* _Exercise description_
Repeat precisely, and only, the lines between the line containing "tarpaulin, then give the position of each instance." and the end of the listing below, both ends included.

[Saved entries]
___

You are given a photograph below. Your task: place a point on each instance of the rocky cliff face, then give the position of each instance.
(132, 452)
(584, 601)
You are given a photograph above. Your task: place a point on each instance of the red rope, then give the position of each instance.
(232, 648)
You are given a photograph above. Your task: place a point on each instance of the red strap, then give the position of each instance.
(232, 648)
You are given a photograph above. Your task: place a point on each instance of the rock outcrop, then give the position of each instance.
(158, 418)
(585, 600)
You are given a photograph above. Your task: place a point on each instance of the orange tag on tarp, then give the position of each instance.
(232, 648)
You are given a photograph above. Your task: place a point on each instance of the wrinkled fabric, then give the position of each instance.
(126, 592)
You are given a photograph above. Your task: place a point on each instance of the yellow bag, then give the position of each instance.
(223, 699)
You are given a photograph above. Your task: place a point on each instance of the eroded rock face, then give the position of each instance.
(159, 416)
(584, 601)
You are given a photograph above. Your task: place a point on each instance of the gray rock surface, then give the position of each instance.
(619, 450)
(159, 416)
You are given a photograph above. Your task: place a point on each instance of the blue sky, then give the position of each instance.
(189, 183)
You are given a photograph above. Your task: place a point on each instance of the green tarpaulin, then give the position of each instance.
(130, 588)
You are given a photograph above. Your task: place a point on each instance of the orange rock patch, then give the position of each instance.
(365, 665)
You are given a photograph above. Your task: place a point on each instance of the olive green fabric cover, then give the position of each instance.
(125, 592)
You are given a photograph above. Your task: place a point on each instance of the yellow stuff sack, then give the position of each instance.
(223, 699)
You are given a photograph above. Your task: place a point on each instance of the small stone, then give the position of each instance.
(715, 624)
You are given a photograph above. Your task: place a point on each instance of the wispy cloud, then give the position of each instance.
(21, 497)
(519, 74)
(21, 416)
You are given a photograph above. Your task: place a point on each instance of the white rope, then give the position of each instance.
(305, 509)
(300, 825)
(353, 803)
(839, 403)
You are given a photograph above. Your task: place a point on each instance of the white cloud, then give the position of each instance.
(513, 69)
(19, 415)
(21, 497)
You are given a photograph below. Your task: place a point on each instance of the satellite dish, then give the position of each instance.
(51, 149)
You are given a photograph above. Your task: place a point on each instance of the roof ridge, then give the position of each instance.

___

* _The output_
You are given a photograph above. Your task: place a point on each instance of the green tarpaulin, then give the position of each instance.
(130, 588)
You are given a photograph above. Your task: place a point on each instance of the orange rock patch, then give the position of each instance.
(365, 665)
You are given a photograph above. Your task: place a point on each instance of the olive green fabric cover, then give the position of each instance.
(125, 592)
You are given a photograph above. Your task: place a point on each instance of the yellow stuff sack, then give the position of each instance.
(223, 699)
You are given a photograph above. Your task: place a point on each instance of the small stone, then give the position of each instance.
(715, 624)
You are given a photograph above. Your task: place a point on each instance of the wispy cloud, then give the position of each instance.
(21, 497)
(519, 74)
(21, 416)
You are given a photograph above. Your task: place a point on each instance of the white rope, then give the position of each instance.
(305, 509)
(300, 825)
(353, 803)
(839, 403)
You are given a photograph above. Your task: place a point on each instance of the white cloud, then give the position of each instance.
(513, 69)
(19, 415)
(21, 497)
You are given a photograph below. Your task: place a point on each instance of the satellite dish, then give the position of each instance.
(51, 149)
You are given a photograph above. Your task: place a point on each instance of the roof ridge, then give the position of each instance.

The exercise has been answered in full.